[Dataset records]
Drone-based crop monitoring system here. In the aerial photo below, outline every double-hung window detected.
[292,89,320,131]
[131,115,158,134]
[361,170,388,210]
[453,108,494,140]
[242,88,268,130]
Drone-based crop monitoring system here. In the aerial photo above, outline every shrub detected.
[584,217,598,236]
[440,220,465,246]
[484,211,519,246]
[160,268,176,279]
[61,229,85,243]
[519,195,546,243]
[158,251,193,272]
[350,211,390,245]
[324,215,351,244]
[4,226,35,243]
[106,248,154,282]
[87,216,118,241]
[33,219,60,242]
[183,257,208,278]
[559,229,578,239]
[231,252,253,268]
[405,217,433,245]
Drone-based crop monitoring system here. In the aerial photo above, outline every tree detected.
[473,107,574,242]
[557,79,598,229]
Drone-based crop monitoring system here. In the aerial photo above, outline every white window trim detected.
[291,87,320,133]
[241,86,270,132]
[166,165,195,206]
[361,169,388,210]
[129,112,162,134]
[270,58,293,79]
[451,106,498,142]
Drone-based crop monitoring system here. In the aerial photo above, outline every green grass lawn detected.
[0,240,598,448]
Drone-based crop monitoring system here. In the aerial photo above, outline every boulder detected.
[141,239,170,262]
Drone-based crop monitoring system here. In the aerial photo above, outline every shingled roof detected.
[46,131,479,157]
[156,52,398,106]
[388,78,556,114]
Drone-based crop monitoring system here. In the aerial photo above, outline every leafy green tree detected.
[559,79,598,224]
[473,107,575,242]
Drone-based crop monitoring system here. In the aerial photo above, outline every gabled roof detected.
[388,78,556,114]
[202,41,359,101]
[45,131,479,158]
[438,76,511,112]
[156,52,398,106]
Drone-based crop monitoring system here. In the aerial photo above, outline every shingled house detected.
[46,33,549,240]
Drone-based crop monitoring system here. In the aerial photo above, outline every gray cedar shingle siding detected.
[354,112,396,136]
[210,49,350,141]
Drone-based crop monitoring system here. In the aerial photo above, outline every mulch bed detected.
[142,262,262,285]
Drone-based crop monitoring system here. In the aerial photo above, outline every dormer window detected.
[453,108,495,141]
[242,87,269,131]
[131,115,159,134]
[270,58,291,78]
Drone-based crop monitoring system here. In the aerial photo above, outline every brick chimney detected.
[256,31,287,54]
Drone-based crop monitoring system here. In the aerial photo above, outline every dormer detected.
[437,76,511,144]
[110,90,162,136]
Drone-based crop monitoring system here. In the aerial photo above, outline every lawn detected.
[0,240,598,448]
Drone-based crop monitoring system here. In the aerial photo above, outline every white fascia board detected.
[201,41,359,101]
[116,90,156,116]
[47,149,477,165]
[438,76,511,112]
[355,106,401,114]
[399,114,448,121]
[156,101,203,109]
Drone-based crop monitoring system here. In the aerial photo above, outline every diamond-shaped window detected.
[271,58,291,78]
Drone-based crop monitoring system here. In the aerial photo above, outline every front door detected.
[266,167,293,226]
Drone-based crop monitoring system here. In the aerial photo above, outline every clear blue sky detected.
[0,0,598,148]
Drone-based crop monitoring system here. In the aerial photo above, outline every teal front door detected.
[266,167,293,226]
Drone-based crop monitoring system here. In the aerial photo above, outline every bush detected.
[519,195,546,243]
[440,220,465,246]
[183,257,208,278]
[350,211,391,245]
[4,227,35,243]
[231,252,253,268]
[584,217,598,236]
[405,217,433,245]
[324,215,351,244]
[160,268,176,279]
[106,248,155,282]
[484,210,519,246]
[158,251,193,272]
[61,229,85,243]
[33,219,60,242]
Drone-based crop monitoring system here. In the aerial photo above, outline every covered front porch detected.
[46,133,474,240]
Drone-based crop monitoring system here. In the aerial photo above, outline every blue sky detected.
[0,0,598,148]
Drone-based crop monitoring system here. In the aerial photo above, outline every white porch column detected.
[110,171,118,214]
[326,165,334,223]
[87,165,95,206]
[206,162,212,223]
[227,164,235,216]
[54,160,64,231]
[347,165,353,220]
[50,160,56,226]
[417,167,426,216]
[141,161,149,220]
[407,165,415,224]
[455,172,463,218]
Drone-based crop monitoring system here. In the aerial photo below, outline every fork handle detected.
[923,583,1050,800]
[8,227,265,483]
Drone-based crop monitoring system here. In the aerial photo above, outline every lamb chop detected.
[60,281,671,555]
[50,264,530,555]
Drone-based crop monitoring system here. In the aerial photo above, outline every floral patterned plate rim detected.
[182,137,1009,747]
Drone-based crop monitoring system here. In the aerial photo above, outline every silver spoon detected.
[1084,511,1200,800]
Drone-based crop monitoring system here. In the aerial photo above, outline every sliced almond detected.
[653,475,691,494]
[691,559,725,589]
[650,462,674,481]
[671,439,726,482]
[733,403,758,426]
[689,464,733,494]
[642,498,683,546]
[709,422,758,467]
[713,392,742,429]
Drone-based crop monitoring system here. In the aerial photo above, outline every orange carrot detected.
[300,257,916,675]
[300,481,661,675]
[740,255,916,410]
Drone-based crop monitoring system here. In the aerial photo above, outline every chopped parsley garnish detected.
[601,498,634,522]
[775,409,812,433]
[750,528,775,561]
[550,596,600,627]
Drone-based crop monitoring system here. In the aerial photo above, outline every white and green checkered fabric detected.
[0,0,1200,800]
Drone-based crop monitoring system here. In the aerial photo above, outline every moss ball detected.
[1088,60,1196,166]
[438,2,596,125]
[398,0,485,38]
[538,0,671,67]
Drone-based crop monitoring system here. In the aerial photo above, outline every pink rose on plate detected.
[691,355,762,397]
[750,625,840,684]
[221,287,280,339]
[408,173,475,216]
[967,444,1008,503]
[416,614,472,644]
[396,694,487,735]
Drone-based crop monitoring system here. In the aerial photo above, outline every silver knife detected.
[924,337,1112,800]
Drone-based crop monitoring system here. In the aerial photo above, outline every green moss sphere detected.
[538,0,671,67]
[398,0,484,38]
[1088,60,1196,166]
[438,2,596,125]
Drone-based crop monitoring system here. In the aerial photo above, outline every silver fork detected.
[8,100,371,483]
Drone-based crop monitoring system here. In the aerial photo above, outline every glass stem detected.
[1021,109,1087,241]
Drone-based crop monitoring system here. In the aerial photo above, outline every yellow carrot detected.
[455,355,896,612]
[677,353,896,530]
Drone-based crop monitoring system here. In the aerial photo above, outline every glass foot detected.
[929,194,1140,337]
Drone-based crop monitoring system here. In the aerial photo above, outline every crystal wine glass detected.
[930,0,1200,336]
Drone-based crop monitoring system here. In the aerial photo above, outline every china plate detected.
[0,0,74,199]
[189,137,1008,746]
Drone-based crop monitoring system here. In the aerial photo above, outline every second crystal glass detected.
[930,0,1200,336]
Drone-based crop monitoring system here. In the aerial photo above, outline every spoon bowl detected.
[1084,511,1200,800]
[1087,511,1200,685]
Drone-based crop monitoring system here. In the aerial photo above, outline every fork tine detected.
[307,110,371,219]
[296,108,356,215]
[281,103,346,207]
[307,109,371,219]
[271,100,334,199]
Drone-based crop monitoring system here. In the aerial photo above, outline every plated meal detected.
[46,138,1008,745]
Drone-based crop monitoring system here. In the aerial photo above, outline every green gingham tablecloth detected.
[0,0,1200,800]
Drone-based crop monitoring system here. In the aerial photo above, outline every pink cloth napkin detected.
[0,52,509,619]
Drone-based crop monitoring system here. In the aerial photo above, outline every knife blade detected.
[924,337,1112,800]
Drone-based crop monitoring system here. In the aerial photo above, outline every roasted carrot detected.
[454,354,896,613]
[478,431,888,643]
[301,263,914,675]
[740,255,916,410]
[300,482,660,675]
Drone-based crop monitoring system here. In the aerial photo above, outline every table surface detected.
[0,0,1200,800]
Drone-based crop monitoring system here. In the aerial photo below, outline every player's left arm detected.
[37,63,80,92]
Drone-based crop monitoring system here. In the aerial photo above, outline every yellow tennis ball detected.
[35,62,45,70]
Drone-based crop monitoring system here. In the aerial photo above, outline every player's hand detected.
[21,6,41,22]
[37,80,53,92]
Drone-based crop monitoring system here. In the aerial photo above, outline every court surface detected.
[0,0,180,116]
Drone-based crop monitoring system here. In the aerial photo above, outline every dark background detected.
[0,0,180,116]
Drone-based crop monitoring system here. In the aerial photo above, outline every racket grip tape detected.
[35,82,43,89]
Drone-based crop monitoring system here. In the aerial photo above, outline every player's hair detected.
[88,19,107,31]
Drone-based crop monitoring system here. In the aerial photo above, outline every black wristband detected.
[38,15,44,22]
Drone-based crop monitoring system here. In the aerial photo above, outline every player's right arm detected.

● **DO THIS**:
Render the stretch of the records above from the line containing "player's hand detected." through the end as a Markdown table with the columns Row and Line. Give each line its own numbered row and leave out blank lines.

● **TASK SOLUTION**:
| Row | Line |
|---|---|
| 1 | Drone-based crop monitoring system here. In the aerial photo above, outline every player's hand detected. |
| 2 | [21,6,41,22] |
| 3 | [37,80,53,92] |
| 4 | Drone-based crop monitoring system here. In the aerial photo above, outline every court surface detected. |
| 5 | [0,0,180,116] |
| 6 | Drone-based crop monitoring system here. In the aerial photo above, outline every dark background detected. |
| 7 | [0,0,180,116] |
| 8 | Drone-based crop monitoring system here. In the aerial photo above, outline every racket grip tape detected. |
| 9 | [35,82,43,89] |
| 10 | Drone-based crop monitoring system here. In the aerial photo above, outline every player's hair detected. |
| 11 | [88,19,107,31] |
| 12 | Drone-based crop monitoring system here. In the aerial photo above, outline every black wristband detected. |
| 13 | [38,15,44,22] |
| 14 | Drone-based crop monitoring system here. In the aerial photo above, outline every player's right arm detected. |